SELECTED PASSAGE
Three U.S. geneticists claim a 2009 Nobel Prize for discovering the genetic code of cell aging

Nobel Winners Three pioneers for the better understanding of aging Gerbil, Licensed by Attribution Share Alike 3.0/Harvard Medical School

Military leaders throughout history have supposedly goaded on their troops with the phrase, "You wanna live forever?" In 2009, the answer for many people is "Yes, please," and the Nobel Committee has today honored three U.S. scientists for discovering the genetic code that regulates aging in cells.

The announcement comes as researchers race to develop anti-aging medicine or technology that can make humans immortal. PopSci recently covered the Singularity Summit 2009 where none other than visionary Ray Kurzweil spoke of a future when a computer could simulate the human brain.

WHAT YOU SHOULD DO
Copy out the Nobel Prize article word for word, starting at "The announcement comes" and ending at "the human brain.". The records aren't needed for this exercise.

DATA EXTRACTS
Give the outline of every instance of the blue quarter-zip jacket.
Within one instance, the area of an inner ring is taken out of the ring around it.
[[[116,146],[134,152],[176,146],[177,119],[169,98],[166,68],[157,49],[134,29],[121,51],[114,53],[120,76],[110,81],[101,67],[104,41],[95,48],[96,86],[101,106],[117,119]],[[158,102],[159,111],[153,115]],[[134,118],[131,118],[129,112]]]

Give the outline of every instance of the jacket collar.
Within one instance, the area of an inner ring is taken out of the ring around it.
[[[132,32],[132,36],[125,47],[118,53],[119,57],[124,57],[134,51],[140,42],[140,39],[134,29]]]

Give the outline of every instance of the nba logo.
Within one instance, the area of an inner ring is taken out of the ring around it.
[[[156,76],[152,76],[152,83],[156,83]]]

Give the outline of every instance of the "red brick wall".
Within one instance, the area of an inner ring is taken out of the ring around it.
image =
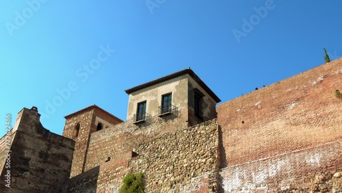
[[[219,105],[222,167],[341,139],[337,89],[342,90],[342,59]]]
[[[341,192],[341,142],[228,166],[220,185],[224,192]]]
[[[135,125],[131,120],[117,124],[91,134],[86,162],[85,170],[111,159],[126,157],[140,143],[153,140],[165,133],[174,133],[179,128],[186,127],[187,123],[180,112],[178,116],[170,115],[159,118],[154,116],[150,123]]]

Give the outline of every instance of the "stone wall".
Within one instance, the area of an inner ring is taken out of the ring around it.
[[[93,110],[89,110],[81,114],[75,114],[66,119],[63,136],[73,139],[75,142],[75,151],[73,157],[70,177],[82,173],[84,170],[84,160],[87,152],[89,135],[92,127],[95,127],[92,123],[94,121]],[[73,137],[76,125],[79,123],[78,136]]]
[[[342,138],[342,58],[218,106],[222,167]]]
[[[173,133],[163,133],[152,140],[144,139],[135,144],[137,157],[132,158],[129,149],[120,156],[111,157],[109,162],[103,160],[99,166],[94,168],[96,170],[90,169],[72,178],[64,192],[118,192],[126,174],[140,171],[145,175],[146,192],[216,191],[219,166],[217,120],[172,129]],[[104,133],[96,136],[97,140],[103,138]],[[123,141],[138,142],[128,138]],[[127,145],[122,142],[121,146]],[[98,155],[101,156],[100,153]]]
[[[75,142],[44,129],[36,108],[24,108],[18,117],[12,129],[10,168],[1,174],[1,192],[53,192],[69,177]],[[5,186],[8,173],[10,188]]]
[[[218,147],[213,119],[140,144],[129,165],[144,172],[146,192],[209,192],[218,188]]]
[[[341,142],[228,166],[220,185],[224,192],[341,192]]]
[[[140,143],[148,142],[165,133],[173,133],[179,128],[187,127],[186,111],[179,111],[176,114],[163,117],[157,116],[149,121],[136,125],[131,120],[119,123],[112,127],[94,132],[90,135],[89,147],[86,161],[85,171],[99,166],[108,157],[130,159],[133,149]]]

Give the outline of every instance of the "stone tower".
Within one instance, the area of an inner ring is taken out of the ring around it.
[[[63,136],[76,142],[70,177],[85,170],[89,138],[92,133],[122,123],[122,120],[94,105],[64,117]]]

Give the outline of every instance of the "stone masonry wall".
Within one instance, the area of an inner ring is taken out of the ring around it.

TASK SOLUTION
The announcement comes as researchers race to develop anti-aging medicine or technology that can make humans immortal. PopSci recently covered the Singularity Summit 2009 where none other than visionary Ray Kurzweil spoke of a future when a computer could simulate the human brain.